Problem details ▸
Within the entries below, find each line containing the word "plant" and copy it.

Records shown ▸

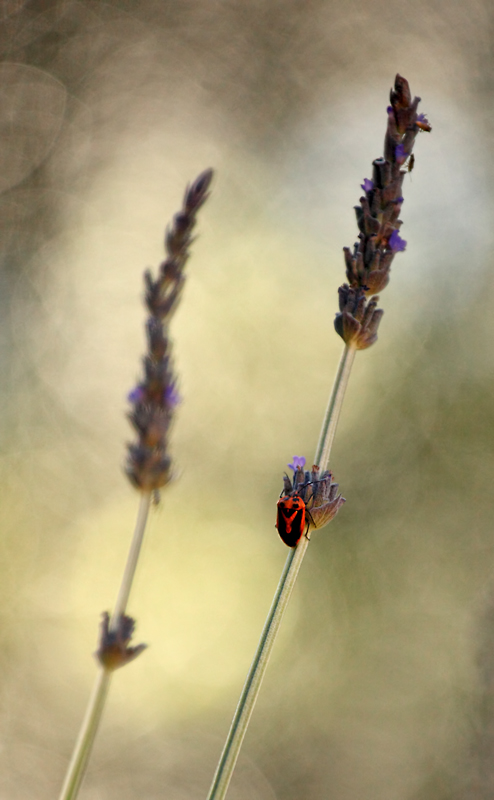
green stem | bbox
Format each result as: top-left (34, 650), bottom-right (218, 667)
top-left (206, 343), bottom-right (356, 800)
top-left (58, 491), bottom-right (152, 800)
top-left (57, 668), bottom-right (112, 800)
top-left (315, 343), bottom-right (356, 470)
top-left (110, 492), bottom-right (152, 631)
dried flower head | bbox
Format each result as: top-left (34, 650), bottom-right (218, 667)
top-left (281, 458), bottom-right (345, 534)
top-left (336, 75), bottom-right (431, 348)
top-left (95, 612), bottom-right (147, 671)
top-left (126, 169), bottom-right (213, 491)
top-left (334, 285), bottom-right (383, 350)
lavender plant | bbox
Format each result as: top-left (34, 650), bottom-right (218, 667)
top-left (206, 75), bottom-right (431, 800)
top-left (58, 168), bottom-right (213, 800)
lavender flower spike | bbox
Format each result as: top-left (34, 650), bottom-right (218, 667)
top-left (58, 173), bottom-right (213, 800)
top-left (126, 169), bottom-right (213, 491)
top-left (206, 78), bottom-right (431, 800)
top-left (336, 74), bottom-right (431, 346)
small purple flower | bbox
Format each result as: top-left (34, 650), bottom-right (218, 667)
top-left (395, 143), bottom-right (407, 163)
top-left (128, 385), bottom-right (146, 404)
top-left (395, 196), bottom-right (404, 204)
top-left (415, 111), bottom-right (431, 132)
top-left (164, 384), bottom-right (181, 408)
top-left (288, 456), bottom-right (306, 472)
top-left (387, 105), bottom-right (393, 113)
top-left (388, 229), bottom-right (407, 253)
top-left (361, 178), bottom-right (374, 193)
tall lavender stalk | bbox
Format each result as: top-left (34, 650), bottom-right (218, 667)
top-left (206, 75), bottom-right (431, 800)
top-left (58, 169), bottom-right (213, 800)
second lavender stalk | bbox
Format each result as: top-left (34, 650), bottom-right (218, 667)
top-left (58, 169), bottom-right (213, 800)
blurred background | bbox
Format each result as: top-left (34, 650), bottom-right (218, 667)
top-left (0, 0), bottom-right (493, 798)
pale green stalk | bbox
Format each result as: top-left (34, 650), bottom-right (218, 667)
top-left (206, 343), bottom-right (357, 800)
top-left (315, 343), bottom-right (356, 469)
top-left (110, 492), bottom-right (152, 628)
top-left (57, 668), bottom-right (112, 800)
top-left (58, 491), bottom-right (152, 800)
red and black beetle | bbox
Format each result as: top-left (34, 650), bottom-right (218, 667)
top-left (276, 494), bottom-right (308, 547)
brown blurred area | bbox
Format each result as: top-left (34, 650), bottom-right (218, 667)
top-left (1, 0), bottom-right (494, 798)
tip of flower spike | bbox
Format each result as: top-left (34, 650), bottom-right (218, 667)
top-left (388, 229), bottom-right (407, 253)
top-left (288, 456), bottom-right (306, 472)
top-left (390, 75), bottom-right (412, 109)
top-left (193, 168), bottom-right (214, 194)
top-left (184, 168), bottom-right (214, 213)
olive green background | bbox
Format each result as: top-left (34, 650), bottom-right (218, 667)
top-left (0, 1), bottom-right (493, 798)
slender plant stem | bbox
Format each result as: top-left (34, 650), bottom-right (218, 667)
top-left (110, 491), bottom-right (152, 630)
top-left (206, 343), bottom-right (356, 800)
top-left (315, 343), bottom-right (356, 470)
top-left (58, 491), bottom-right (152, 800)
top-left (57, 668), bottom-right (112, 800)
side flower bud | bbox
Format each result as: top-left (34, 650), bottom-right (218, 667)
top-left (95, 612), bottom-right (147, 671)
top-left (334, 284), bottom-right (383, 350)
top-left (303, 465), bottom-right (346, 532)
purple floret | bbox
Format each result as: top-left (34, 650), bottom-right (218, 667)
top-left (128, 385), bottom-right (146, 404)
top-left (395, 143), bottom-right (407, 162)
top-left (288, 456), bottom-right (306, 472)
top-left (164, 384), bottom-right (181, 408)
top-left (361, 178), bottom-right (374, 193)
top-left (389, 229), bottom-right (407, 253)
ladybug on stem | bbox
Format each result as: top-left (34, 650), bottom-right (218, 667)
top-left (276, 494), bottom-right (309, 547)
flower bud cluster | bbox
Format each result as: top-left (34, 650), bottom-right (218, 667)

Response to this task ▸
lavender plant | bbox
slender plant stem | bbox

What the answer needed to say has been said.